- TASK STATEMENT -
Output every entry exactly as written, but omit the pictures.

___

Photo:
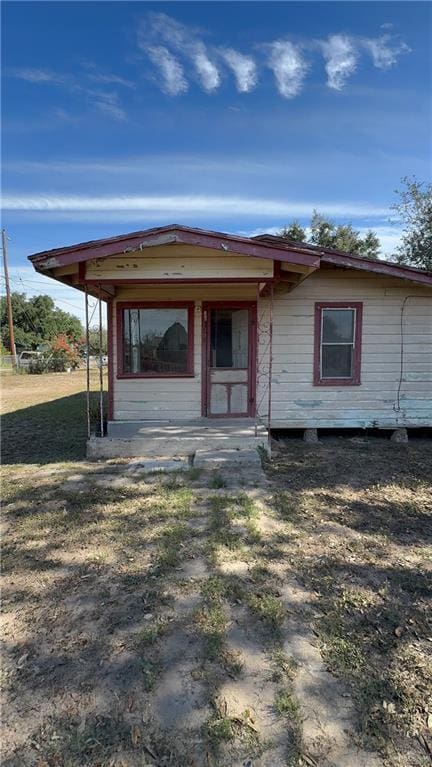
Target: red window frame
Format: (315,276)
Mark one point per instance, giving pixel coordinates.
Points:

___

- RESPONSE TO THE TASK -
Photo:
Target: red window frame
Format: (315,276)
Mark one point per instance, giving pixel coordinates.
Points:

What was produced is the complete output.